[[ RECORD EXCERPTS open ]]

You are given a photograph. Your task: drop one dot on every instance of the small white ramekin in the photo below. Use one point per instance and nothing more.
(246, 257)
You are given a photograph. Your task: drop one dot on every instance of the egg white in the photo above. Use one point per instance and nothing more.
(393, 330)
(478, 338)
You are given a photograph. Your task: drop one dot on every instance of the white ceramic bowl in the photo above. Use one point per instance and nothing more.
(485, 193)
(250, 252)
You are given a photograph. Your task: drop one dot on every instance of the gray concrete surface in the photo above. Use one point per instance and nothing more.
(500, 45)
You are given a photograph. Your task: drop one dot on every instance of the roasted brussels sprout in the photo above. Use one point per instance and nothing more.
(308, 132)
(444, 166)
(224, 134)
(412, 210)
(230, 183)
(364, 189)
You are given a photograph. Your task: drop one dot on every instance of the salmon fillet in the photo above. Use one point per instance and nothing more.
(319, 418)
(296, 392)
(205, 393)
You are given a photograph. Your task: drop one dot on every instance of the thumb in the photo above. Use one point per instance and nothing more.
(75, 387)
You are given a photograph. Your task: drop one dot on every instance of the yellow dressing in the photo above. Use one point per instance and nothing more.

[[ RECORD EXCERPTS closed ]]

YOUR INSTRUCTIONS:
Type the records out again. Match them exactly.

RESPONSE AREA:
You are given a photograph. Your task: drop one dot on every instance of the small white ramekin in the photo below. Use one point per instance and nothing more.
(246, 257)
You are given a photograph. Your task: drop one dot on every instance of the egg white in the photo above. Use one point per instance and nothing more.
(393, 330)
(478, 338)
You are given a photograph. Your task: drop one dot on every instance of the white ceramic bowl in the photo above. Use one point per instance and nothing more.
(485, 193)
(250, 252)
You are given a photograph. Your task: drop one dot on every instance of the gray concrete surface in the photo above. Use one point per instance and nothing more.
(500, 45)
You are given a photograph. Your task: drop one dot on every instance of the roasted brussels sprout in the photo above. Use one point per instance and nothing more.
(308, 132)
(444, 166)
(224, 134)
(412, 210)
(230, 183)
(364, 189)
You are given a photograph. Your task: drop one dot on every instance of the salmon fillet in the photo above. Use one point per instance and nothing more.
(319, 418)
(296, 392)
(205, 393)
You are given a photograph. Your task: drop one dot on every instance of the thumb in the photo above. Use one point per instance and nothing more.
(75, 387)
You are given a photograph. Your task: drop one dot on every instance of the yellow dressing in the photo above. Use one point per instance and nothing more.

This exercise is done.